Supplied information
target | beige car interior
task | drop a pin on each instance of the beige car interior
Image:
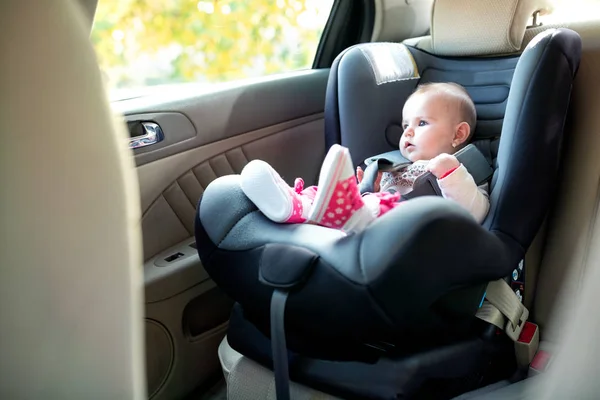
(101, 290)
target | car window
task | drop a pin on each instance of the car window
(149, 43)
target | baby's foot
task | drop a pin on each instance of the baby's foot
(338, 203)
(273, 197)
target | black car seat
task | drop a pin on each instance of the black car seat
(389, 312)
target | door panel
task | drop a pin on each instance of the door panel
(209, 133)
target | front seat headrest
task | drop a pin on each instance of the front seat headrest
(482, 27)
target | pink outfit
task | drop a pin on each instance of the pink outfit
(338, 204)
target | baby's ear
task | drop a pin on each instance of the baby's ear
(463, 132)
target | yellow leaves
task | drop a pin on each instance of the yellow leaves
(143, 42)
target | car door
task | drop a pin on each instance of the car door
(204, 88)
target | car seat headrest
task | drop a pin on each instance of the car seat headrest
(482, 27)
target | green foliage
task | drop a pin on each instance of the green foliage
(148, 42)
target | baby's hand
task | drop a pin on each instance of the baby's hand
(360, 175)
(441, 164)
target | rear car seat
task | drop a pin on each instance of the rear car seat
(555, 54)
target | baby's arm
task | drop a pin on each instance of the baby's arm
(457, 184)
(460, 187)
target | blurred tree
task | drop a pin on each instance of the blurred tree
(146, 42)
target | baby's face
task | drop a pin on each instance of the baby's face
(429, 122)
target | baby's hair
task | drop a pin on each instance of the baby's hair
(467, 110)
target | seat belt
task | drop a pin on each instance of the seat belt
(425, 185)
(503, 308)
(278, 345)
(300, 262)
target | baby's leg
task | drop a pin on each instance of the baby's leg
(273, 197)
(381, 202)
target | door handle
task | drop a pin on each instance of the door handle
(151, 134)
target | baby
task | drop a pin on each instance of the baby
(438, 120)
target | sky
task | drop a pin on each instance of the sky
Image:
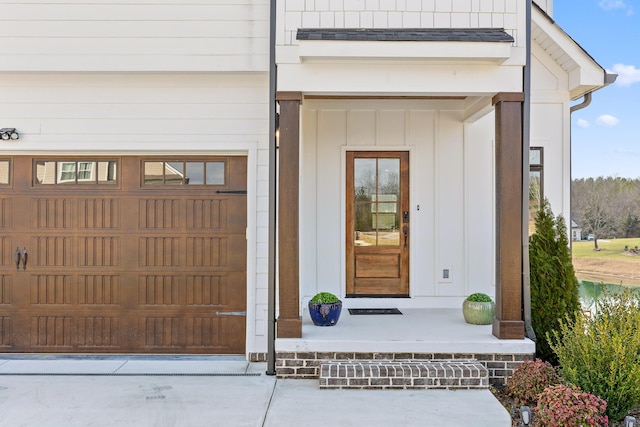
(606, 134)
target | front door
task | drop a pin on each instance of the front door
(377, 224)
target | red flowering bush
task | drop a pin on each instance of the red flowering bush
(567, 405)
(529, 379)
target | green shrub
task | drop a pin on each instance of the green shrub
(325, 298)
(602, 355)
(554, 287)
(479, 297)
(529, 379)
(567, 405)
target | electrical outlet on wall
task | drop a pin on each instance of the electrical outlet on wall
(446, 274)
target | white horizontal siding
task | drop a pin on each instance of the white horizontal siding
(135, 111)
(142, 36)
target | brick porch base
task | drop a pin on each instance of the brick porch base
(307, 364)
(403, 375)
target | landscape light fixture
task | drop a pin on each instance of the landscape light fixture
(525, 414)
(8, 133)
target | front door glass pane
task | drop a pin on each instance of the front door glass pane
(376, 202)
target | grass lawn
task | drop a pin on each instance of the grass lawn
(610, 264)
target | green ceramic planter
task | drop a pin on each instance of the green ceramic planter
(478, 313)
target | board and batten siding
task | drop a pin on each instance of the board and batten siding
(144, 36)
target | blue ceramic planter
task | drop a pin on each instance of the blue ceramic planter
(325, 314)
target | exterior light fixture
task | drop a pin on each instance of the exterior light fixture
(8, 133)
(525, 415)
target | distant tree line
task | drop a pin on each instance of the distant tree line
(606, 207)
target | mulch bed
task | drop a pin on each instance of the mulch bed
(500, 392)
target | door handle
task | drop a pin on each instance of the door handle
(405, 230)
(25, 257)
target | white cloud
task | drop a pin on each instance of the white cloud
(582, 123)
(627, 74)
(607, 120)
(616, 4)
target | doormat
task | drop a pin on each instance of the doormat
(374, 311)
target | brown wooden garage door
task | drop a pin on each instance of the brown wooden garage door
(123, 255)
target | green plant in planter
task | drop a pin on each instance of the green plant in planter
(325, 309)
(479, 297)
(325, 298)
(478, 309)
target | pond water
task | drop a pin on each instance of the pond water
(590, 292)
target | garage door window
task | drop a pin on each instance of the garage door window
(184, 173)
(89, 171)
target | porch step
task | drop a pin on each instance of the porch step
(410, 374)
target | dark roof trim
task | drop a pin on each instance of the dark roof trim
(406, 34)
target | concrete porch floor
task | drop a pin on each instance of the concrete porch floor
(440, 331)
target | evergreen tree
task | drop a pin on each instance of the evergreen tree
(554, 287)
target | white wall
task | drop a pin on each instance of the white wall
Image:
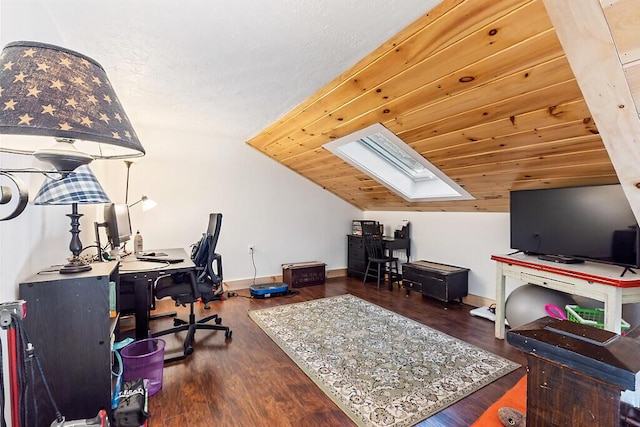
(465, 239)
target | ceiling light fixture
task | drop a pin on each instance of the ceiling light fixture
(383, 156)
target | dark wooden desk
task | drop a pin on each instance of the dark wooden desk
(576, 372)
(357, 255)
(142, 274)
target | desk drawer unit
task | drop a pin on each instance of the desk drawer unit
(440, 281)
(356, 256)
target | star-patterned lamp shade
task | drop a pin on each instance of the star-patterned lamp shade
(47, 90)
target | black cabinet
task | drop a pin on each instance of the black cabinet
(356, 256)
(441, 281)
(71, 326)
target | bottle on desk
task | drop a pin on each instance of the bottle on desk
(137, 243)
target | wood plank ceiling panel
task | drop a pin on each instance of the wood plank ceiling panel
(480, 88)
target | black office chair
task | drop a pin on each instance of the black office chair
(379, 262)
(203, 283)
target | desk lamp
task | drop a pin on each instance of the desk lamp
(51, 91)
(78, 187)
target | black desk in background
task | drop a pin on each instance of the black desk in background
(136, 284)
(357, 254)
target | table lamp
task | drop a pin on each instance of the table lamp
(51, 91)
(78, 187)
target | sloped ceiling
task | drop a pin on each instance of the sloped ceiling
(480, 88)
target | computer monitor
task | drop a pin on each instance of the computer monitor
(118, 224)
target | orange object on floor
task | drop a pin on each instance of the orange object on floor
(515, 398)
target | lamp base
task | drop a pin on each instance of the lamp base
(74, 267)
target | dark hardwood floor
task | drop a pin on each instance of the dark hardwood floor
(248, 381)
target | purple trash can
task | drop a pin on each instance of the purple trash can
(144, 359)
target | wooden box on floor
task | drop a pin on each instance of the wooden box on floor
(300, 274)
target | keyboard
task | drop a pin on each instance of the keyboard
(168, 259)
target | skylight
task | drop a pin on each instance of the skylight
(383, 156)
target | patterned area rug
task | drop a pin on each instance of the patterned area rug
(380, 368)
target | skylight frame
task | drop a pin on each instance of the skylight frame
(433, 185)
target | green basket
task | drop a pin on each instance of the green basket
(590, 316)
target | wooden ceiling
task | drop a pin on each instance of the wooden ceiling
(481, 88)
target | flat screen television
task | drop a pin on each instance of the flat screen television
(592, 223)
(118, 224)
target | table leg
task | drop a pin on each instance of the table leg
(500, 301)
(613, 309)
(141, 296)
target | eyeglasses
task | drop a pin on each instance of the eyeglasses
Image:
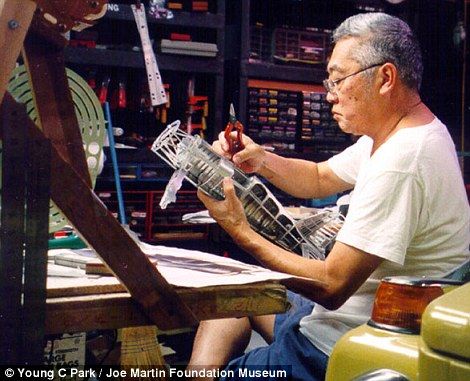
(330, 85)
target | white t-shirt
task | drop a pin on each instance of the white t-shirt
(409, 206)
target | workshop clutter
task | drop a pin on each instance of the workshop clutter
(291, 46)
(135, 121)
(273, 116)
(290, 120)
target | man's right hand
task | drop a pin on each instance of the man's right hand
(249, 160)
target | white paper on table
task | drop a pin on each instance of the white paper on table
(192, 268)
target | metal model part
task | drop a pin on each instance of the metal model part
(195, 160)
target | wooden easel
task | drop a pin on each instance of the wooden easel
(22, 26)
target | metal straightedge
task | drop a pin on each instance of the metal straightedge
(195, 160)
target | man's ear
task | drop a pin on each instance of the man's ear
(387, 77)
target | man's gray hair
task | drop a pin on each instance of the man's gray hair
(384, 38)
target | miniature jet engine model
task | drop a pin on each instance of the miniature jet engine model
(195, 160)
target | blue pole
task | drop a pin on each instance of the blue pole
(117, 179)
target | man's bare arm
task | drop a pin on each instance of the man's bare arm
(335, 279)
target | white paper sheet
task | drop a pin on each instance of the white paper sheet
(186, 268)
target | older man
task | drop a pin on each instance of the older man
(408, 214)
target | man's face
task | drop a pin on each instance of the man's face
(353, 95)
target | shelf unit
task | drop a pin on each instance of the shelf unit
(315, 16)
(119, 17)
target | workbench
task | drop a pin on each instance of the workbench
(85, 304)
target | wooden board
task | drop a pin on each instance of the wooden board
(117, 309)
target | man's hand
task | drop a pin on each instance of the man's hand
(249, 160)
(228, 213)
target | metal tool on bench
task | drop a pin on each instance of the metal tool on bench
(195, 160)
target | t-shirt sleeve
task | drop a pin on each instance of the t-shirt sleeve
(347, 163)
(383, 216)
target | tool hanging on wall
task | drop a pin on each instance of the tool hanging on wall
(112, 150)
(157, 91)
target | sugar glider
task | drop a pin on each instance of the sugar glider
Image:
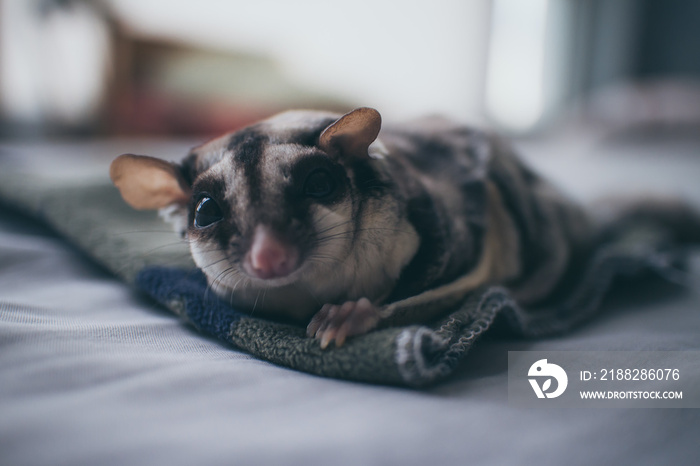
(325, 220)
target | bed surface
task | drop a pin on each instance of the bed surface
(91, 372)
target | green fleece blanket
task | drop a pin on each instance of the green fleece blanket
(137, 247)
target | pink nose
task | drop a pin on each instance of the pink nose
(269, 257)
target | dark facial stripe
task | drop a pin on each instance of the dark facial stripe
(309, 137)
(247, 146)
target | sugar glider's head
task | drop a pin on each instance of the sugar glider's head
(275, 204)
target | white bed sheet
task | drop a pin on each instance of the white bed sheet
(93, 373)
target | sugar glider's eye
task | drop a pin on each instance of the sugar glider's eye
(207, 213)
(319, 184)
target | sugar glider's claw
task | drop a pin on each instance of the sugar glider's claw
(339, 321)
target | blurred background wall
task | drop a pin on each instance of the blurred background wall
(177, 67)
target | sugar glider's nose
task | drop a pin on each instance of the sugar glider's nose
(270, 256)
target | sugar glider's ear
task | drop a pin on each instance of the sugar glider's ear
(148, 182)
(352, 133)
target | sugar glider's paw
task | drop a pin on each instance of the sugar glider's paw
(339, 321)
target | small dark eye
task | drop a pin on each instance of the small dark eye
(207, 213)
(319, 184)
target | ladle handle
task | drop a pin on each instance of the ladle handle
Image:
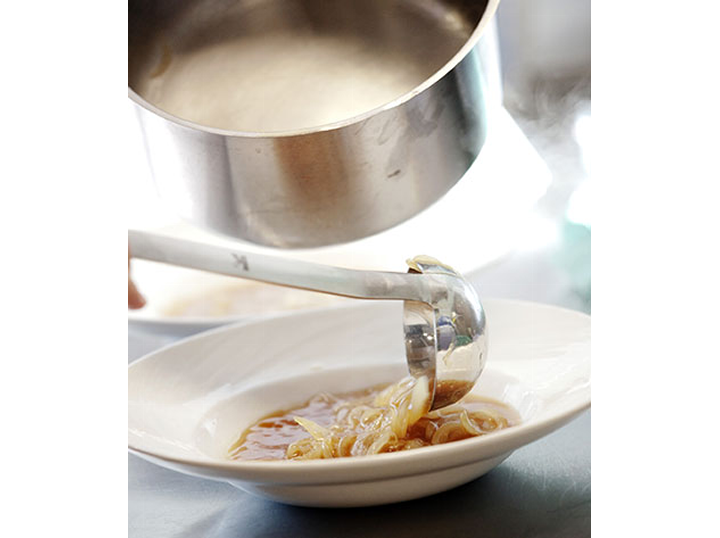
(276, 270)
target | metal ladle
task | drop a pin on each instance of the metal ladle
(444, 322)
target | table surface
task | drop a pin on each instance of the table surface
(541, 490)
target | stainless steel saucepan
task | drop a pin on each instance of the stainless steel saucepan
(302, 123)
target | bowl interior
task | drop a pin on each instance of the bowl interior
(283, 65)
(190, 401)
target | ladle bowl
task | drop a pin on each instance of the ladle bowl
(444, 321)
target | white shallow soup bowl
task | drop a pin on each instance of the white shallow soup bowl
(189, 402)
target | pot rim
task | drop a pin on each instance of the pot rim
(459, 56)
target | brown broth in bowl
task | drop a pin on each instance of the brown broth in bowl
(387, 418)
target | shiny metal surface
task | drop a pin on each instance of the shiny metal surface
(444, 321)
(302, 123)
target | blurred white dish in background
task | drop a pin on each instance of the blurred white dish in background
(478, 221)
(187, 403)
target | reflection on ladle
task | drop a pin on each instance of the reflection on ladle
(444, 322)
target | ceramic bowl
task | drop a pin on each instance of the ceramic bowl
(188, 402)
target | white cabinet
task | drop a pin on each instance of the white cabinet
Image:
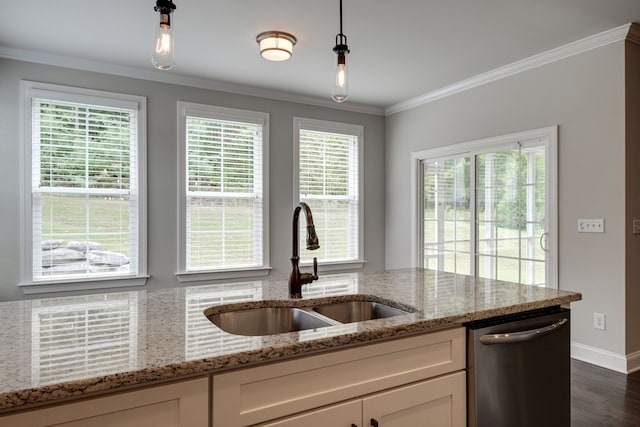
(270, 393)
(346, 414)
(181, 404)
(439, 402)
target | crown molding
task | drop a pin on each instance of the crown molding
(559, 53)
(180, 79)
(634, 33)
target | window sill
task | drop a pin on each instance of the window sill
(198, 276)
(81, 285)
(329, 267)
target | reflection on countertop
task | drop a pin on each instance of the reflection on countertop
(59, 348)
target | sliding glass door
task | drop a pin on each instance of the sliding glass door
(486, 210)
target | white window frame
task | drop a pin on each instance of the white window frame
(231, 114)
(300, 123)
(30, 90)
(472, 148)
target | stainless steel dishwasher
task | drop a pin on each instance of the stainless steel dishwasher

What you will do
From the line holding "target | window sill" down to the final line above, quote every line exactly and only those lines.

Answer
target | window sill
task | drop a pin on each instance of the window sill
(198, 276)
(81, 285)
(329, 267)
target | reflection on countertop
task | drop a pin on each instance of the reflection on countertop
(59, 348)
target | sliding glass door
task | drop a pin on each instance of the sliding glass door
(486, 210)
target | white window frame
task | drop a pin on each instance of the white window frame
(231, 114)
(300, 123)
(30, 90)
(472, 148)
target | stainless steel dishwasher
task | drop a pin on each instance of the stainless steel dishwasher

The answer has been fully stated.